Return, exactly, the line that contains "Make sure each instance of the man's face" together with all lines after it to the end of the entries, and no further lines.

Location identification items:

- - -

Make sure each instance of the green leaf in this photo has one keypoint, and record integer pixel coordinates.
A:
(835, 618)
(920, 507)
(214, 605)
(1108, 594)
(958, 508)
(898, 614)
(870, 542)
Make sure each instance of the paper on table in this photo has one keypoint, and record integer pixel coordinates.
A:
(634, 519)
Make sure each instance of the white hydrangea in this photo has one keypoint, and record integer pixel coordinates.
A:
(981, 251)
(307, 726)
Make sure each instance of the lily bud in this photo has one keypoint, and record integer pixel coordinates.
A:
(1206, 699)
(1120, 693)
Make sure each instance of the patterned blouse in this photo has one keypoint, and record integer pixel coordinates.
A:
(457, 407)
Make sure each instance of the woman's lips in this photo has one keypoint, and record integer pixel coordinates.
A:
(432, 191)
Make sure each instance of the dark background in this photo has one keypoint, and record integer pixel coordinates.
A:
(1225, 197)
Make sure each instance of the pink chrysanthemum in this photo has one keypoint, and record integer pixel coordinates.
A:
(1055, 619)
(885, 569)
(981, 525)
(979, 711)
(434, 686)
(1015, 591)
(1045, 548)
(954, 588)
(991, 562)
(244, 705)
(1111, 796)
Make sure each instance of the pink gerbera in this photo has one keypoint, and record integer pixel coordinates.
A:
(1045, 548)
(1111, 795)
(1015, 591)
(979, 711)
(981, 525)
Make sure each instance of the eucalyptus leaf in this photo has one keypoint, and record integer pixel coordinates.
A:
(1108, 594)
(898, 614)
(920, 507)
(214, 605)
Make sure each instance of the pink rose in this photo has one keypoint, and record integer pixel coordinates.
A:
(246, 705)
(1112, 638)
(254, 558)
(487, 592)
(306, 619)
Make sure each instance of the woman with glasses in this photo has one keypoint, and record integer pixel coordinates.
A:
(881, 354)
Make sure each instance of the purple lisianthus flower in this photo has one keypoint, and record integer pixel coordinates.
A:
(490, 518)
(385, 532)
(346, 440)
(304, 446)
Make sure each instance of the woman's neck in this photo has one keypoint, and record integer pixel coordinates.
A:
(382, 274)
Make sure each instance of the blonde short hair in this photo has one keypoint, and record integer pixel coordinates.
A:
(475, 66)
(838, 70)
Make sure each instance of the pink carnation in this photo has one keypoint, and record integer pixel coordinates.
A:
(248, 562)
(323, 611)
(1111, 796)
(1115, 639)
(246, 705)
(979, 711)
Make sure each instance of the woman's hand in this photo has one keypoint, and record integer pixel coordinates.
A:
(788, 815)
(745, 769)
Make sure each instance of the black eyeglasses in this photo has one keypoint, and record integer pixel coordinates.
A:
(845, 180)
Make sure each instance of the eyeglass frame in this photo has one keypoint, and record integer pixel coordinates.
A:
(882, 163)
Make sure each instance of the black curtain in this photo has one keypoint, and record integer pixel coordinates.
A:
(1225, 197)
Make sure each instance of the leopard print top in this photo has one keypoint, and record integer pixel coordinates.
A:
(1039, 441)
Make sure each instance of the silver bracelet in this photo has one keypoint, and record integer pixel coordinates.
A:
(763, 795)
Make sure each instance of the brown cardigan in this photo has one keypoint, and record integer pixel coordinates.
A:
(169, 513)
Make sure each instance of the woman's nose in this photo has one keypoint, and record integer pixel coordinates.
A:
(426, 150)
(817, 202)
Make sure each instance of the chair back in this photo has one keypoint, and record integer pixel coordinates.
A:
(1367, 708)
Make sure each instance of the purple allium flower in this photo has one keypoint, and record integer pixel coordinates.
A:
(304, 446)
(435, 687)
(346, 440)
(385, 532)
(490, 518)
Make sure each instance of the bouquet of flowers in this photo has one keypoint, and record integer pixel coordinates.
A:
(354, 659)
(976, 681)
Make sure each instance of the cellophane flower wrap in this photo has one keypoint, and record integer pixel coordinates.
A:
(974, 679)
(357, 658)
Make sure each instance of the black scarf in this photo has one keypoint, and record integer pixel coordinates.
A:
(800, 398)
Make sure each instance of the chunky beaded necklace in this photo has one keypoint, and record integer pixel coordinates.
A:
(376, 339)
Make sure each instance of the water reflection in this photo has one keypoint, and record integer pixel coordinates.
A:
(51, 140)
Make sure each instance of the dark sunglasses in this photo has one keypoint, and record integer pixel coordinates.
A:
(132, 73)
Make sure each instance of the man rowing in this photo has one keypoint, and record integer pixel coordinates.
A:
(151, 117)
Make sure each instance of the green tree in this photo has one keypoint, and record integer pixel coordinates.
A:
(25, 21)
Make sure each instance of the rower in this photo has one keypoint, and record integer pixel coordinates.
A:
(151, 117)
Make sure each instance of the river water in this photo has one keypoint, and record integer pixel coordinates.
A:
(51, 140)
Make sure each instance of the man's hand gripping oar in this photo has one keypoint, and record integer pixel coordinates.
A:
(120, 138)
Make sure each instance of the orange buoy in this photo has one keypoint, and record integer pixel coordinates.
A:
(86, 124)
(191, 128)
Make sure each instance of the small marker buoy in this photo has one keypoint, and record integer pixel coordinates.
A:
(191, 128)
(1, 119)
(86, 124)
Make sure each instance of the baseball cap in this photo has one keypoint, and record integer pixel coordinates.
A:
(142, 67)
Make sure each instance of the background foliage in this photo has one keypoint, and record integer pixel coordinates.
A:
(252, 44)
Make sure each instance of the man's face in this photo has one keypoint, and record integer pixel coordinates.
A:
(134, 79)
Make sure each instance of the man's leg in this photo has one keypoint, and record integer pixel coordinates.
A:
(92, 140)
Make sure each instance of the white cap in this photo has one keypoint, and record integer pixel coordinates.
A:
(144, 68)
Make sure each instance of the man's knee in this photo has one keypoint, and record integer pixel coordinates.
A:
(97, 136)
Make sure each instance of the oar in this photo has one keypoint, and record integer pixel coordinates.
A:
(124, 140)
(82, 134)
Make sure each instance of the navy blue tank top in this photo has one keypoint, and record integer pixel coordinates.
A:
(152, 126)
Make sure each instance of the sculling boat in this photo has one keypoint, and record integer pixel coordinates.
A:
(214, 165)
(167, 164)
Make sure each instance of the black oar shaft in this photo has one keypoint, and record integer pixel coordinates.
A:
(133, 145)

- - -

* Answer for the task *
Make sure each instance of the man's face in this photo has one keypoint, and record integer pixel coordinates.
A:
(134, 79)
Make sure each instance of the man's leg in this photo has one keypoint, and record integer pixel coordinates.
A:
(92, 140)
Make sure each instance of the white cap in this photo has one keypoint, and record integer pixel coordinates.
A:
(144, 68)
Make sure each instance of the man's knee in this photo has one keypoint, and record integer pixel coordinates.
A:
(97, 136)
Make sure each instance of the oar in this photo has one keypoint, and record integer pixel coordinates.
A:
(124, 140)
(82, 134)
Make sure each instance of the navy blue tank top in this photo has one keypoint, and record integer pixel coordinates.
A:
(152, 126)
Make sure each instance of the sculling boat in this photo has one keypoint, and record integer pixel coordinates.
A:
(214, 165)
(167, 164)
Make sure each instance of the black oar shaft in this photo has one keypoint, and record integer pixel coordinates.
A:
(133, 145)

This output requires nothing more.